[Given problem]
Count the lines in the records below that contain the word "black", and reply with that number alone.
= = = = =
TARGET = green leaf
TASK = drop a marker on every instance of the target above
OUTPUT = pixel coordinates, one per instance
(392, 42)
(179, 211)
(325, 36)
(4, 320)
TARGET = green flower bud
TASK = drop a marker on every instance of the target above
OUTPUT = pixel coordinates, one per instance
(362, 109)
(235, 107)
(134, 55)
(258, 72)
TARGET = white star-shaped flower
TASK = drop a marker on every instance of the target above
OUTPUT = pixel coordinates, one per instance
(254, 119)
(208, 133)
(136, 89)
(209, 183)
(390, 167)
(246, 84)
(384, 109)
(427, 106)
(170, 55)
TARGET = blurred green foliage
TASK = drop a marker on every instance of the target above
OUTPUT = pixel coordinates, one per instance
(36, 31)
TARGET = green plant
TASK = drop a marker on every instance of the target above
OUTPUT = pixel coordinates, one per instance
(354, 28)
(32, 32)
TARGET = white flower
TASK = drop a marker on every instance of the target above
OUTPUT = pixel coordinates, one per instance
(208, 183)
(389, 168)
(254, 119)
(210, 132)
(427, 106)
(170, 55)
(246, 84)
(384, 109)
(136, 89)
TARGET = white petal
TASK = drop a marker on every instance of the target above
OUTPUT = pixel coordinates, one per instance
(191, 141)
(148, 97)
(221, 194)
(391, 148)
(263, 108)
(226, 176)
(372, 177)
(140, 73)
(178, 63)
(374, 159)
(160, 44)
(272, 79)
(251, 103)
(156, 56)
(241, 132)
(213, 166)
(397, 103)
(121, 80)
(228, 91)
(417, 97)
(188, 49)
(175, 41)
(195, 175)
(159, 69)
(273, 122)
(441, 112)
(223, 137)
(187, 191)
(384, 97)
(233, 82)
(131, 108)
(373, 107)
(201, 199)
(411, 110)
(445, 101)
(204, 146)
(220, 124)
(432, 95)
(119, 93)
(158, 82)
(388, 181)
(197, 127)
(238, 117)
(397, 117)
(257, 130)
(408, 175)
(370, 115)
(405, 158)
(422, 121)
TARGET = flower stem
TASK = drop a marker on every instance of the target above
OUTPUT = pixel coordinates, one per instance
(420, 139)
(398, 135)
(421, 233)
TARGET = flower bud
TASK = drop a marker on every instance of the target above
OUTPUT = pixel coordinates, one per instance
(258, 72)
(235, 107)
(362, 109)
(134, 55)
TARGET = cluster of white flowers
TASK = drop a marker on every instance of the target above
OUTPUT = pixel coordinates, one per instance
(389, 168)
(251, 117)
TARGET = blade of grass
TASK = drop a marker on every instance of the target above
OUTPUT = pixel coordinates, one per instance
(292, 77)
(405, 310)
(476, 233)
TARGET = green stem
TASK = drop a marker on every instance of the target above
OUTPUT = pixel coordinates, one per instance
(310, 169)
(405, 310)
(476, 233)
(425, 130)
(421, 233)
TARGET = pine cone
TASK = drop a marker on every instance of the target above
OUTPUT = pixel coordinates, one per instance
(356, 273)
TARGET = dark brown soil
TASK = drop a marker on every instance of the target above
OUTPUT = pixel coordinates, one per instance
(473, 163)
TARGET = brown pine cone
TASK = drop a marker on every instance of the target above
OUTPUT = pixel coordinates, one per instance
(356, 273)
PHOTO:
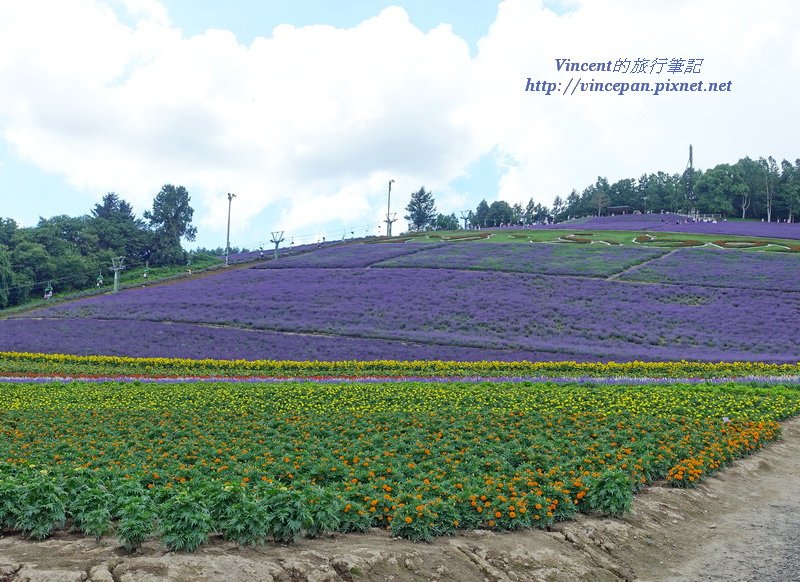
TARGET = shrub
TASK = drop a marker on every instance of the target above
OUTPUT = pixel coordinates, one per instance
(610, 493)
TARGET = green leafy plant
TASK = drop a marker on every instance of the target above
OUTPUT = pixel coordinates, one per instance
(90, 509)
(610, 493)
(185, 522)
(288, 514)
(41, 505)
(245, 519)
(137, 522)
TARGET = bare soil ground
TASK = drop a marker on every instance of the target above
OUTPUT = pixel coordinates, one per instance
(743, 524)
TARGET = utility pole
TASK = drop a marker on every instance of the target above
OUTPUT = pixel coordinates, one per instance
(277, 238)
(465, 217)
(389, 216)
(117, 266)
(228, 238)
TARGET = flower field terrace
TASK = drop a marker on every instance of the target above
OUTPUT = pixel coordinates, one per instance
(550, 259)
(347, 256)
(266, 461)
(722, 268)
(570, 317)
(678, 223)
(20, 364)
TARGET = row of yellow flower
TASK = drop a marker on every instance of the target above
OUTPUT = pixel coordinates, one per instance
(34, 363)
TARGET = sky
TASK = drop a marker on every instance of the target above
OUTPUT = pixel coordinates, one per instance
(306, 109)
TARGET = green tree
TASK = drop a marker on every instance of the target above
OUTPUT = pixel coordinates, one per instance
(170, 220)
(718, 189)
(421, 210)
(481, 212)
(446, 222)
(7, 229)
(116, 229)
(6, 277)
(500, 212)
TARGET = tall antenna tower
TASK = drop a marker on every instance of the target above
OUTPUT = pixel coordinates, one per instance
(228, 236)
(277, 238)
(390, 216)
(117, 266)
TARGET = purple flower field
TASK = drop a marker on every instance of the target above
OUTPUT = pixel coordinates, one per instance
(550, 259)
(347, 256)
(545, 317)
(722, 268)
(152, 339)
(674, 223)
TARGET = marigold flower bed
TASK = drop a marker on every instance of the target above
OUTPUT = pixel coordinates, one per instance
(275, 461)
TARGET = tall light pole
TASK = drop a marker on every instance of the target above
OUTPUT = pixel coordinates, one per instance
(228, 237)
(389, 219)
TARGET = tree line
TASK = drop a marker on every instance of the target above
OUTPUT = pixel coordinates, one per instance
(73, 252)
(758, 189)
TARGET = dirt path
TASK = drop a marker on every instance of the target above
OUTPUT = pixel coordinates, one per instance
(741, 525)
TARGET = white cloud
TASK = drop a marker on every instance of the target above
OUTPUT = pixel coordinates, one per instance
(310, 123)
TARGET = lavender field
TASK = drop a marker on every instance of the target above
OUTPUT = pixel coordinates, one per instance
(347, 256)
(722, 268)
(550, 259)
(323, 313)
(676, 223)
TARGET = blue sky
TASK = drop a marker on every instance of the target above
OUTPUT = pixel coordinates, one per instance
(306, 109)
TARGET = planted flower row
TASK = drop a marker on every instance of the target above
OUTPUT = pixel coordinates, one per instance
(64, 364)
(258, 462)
= = = = =
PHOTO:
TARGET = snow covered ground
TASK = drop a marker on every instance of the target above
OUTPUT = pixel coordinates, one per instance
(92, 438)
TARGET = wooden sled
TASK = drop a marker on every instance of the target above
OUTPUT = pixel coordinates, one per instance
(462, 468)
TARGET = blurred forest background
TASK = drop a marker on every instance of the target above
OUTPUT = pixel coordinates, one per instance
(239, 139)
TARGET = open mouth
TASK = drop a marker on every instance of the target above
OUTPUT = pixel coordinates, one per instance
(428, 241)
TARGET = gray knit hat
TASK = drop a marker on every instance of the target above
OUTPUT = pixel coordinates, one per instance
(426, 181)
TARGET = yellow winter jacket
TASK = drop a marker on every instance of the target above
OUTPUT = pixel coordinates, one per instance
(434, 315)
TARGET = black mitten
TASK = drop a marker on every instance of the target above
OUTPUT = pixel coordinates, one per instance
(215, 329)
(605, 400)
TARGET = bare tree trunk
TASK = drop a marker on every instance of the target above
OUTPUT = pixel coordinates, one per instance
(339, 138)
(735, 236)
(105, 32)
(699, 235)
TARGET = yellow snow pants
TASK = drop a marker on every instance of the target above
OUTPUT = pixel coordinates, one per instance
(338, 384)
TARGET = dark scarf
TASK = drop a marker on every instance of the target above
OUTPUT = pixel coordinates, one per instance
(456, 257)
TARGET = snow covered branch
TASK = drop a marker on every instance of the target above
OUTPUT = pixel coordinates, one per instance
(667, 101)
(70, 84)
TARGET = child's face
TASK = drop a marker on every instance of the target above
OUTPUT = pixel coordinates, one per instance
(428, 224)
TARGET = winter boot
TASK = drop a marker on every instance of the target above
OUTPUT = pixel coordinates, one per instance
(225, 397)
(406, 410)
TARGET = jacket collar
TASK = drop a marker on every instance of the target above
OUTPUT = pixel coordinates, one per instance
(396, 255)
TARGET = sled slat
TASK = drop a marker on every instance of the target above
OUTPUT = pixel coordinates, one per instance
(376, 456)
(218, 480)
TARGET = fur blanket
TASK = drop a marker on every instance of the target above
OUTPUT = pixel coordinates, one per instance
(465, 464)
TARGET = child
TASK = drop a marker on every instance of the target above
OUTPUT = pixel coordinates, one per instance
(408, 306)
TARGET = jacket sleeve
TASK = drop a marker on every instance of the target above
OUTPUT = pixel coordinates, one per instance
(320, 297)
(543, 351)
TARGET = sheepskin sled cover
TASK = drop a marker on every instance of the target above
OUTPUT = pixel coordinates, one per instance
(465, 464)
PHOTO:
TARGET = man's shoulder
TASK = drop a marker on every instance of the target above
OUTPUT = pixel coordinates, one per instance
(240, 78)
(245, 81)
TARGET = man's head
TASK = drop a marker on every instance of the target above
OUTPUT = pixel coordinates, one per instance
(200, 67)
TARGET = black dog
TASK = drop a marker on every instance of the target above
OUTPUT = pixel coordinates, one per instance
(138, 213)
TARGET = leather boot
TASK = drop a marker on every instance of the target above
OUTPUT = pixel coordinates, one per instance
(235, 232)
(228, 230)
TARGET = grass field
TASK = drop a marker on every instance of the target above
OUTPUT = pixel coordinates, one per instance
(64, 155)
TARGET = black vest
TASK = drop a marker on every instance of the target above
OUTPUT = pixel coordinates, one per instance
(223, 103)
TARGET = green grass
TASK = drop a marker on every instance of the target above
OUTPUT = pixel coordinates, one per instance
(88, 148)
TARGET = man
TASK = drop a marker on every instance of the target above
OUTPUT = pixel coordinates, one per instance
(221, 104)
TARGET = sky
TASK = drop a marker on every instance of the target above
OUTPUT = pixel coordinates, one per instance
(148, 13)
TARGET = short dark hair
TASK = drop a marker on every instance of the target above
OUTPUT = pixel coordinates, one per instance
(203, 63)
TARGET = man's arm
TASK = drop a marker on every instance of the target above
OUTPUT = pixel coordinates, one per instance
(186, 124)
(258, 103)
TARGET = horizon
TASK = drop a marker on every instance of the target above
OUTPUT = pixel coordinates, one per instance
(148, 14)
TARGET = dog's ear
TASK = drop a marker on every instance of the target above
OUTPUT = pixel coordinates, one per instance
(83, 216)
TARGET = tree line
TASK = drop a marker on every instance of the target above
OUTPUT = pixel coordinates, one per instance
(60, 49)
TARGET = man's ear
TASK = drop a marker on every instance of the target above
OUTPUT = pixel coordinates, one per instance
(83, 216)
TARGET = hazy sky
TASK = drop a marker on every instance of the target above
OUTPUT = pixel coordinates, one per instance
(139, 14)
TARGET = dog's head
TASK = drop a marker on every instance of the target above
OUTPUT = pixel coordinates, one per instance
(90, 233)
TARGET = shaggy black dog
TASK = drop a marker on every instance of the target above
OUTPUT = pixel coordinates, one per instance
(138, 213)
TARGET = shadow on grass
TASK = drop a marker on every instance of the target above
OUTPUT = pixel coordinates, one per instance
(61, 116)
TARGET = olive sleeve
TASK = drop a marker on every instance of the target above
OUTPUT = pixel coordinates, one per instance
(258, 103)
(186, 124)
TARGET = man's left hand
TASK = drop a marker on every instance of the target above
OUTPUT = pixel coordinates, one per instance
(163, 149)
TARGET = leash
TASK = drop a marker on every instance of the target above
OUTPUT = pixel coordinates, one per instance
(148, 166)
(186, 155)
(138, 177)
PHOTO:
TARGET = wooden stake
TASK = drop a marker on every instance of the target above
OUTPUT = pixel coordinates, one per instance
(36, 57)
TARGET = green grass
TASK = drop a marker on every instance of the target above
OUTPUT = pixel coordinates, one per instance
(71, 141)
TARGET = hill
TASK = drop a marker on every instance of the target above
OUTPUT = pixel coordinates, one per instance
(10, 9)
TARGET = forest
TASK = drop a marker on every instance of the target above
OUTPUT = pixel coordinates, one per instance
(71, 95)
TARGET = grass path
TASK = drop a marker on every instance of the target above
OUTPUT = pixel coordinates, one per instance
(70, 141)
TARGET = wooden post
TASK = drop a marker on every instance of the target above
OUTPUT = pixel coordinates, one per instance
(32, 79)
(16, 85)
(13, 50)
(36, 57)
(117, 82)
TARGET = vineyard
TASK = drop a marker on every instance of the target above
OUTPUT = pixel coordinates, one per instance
= = = = =
[Response]
4